### Stored data ###
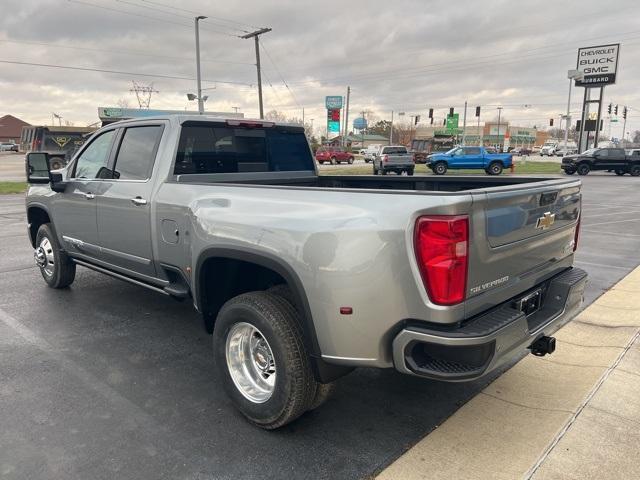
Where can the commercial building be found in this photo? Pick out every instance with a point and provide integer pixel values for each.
(357, 141)
(11, 128)
(488, 134)
(109, 115)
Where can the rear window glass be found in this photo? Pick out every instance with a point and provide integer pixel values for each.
(215, 148)
(392, 150)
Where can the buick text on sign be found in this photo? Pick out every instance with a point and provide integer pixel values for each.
(598, 65)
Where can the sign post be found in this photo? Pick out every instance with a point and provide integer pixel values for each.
(334, 105)
(596, 67)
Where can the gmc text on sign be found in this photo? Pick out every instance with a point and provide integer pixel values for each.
(598, 65)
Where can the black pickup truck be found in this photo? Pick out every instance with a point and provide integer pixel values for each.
(609, 159)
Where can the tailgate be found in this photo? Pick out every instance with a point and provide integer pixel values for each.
(520, 236)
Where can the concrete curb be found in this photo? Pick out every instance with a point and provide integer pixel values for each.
(527, 423)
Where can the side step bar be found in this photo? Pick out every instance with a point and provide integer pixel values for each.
(120, 276)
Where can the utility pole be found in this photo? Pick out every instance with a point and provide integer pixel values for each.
(255, 35)
(346, 115)
(464, 124)
(198, 78)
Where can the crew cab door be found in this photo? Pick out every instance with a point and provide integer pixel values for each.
(124, 204)
(74, 210)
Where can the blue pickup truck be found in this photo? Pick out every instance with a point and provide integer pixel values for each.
(469, 157)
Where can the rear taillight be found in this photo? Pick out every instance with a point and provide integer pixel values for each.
(442, 244)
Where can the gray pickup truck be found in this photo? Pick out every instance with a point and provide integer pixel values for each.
(301, 278)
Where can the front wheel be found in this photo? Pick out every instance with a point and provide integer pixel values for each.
(583, 169)
(261, 359)
(56, 268)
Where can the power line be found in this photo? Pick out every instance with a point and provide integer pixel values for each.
(119, 72)
(198, 13)
(156, 9)
(280, 74)
(123, 52)
(124, 12)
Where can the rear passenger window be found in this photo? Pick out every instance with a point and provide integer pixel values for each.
(93, 160)
(137, 153)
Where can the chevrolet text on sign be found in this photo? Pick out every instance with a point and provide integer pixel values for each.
(598, 65)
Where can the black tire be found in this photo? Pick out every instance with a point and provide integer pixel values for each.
(62, 271)
(583, 169)
(278, 321)
(440, 168)
(56, 163)
(495, 168)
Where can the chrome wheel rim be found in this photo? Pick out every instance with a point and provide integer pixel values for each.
(44, 258)
(250, 362)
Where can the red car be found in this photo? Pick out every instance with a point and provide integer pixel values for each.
(333, 155)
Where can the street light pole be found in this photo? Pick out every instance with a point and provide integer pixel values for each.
(255, 36)
(499, 144)
(198, 79)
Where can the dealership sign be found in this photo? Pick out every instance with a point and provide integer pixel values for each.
(598, 65)
(333, 102)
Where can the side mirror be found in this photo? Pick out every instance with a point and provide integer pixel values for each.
(37, 166)
(39, 171)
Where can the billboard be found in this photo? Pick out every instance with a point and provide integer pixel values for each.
(598, 65)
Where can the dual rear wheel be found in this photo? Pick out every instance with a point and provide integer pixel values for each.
(262, 360)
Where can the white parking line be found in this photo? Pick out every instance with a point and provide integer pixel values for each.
(609, 223)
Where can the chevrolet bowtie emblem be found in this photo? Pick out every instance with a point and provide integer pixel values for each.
(546, 220)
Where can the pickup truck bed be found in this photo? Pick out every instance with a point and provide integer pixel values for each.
(303, 277)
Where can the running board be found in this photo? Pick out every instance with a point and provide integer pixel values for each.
(120, 276)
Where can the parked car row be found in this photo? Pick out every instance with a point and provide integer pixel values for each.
(8, 147)
(610, 159)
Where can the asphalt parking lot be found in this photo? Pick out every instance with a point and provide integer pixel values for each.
(107, 379)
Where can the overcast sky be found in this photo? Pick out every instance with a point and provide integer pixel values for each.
(399, 55)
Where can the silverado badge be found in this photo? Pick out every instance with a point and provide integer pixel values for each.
(546, 220)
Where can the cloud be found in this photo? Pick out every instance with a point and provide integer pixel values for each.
(406, 55)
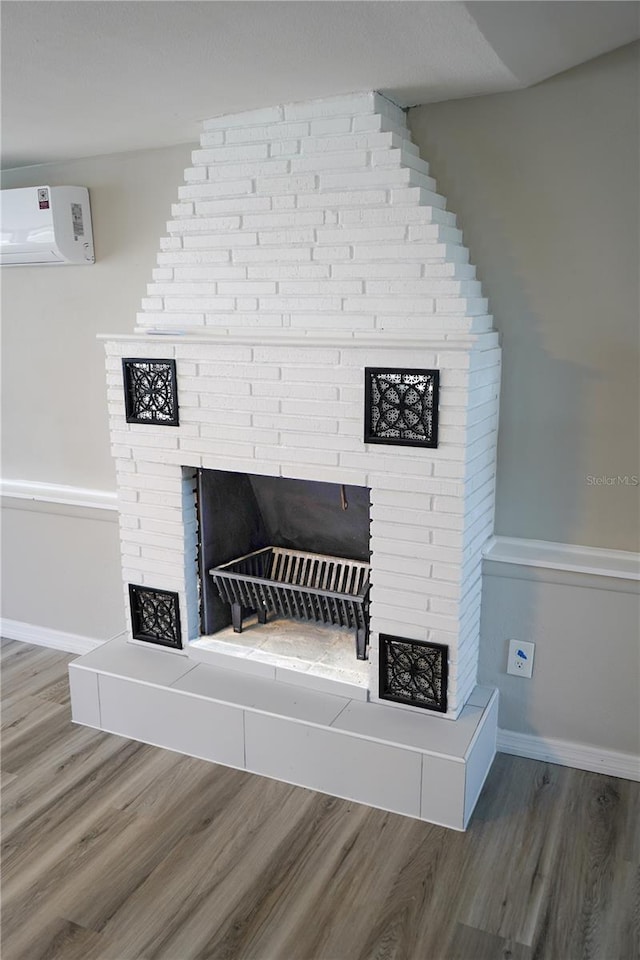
###
*Directions*: Output each record verbatim and leave out its pictures.

*Answer to the exercise*:
Where can the commercial building be found in this photo? Pick out every instance with a point and provide integer pixel values for each.
(357, 141)
(11, 128)
(488, 134)
(109, 115)
Where can the rear window glass be found in this photo? Pick out every instance with a point and provide integer pixel values for each.
(215, 148)
(392, 150)
Where can the buick text on sign be found in this photo? Pick out every instance with a point and provide integer pixel values for each.
(598, 65)
Where can the sign post be found in this photo? Pick out every instance with a point and provide integer pixel values for each.
(334, 105)
(596, 67)
Where can the gmc text on sign be found in this photo? Pick out every instance with a point and provide integer pixel values for each.
(598, 65)
Where can the black pickup truck be found in this photo? Pick out every instance with a point and provide integer pixel values for each.
(609, 159)
Where can the tailgate be found in this photo? Pick out every instance with a point and provide integer pixel values for each.
(520, 236)
Where can the concrete curb be found in this photo? Pick out every instance with a point and provide integer pixel values for each.
(527, 423)
Where can the side step bar be found in this photo? Pick out every instance with a point and provide integer pixel values for each.
(120, 276)
Where can the utility pole be found in this photo? Pick out every instance with a point and provide integer pixel values for each.
(255, 35)
(346, 115)
(464, 124)
(198, 78)
Where can the crew cab door be found in this photo? Pick out every instance with a point and provide integer pixel values for each.
(124, 204)
(74, 210)
Where can the blue pickup truck be found in this photo? Pick out every instance with a point and provide integer pixel values for each.
(469, 157)
Where can the rear taillight be found in this photo? Pick out every instance with a point and provide integer pixel values for each.
(442, 244)
Where can the gray pickup truck be found in this photo? Pick out every instance with a point and provide integer pixel values for each.
(301, 278)
Where can the front wheel be found in this photo? Pick out every instance with a point and provide integer pixel values for each.
(583, 169)
(261, 359)
(56, 268)
Where can the power line be found in this photo? Pick out every instance with a point and provide integer pixel values for each.
(119, 72)
(198, 13)
(156, 9)
(280, 74)
(123, 52)
(124, 12)
Where can the rear passenger window be found in this photo? Pick out every instance with a point and provide integer pixel values for each.
(93, 160)
(137, 153)
Where can the chevrolet text on sign be found in this photo? Pick out every instance with a point and provide integer pixel values for each.
(598, 65)
Where can the black tire be found in this photo? Pick out every instance with a point and provide integer pixel values for each.
(62, 271)
(583, 169)
(278, 321)
(440, 168)
(56, 163)
(495, 168)
Where can the chrome wheel rim be found in this photo? Pick out every instance with a point and provide integer pixel values for each.
(44, 258)
(250, 362)
Where can the red car be found in this photo? Pick out every instance with a point and provide integer pixel values for each.
(333, 155)
Where can the street light pole be found in this photo? Pick out every instance with a point and provide integer pixel values for each.
(255, 36)
(499, 144)
(198, 79)
Where can the dealership sign be found in this photo? Pick out every instance with a point and provide integer pixel values for each.
(598, 65)
(333, 102)
Where can the side mirror be found in this photo? Pick out every instance with a point and provide integer pixel values for each.
(37, 166)
(39, 171)
Where can the billboard be found in this photo? Pick out every instance with a point and provide integer pixel values for each.
(598, 65)
Where can the dual rear wheel be found in this photo? Pick out every instance with a point and provide integer pixel values for each.
(262, 360)
Where can the white parking line be found in this photo? Pick out every instance with a point and provide integer pixel values for each.
(609, 223)
Where can the chevrolet bowtie emblem be found in this photo? Pick out every instance with a point and provide integer pixel values for each.
(546, 220)
Where can the pickup truck bed be found in this photo? Pick out every instance with a point and provide integer pixel values for each.
(303, 277)
Where can the running board be found in this photo? Pick out every instance with a point and provide integer pixel values for each.
(120, 276)
Where can the parked car row be found in this photo? Pick out every instance with a point and provide integer pixel values for each.
(8, 147)
(610, 159)
Where can the asphalt parking lot be found in this photo? Pick out every instance with a point and provide integer pixel values for each.
(107, 379)
Where can the overcast sky be found in this photo? Pick out every instance with a point and provide integer pixel values for each.
(399, 55)
Where can the silverado badge be found in this photo? Pick out every instance with a point and provide integer pixel values for each.
(546, 220)
Where can the cloud be found in this photo? Pick out every instance with a point and provide integer pixel values for each.
(406, 55)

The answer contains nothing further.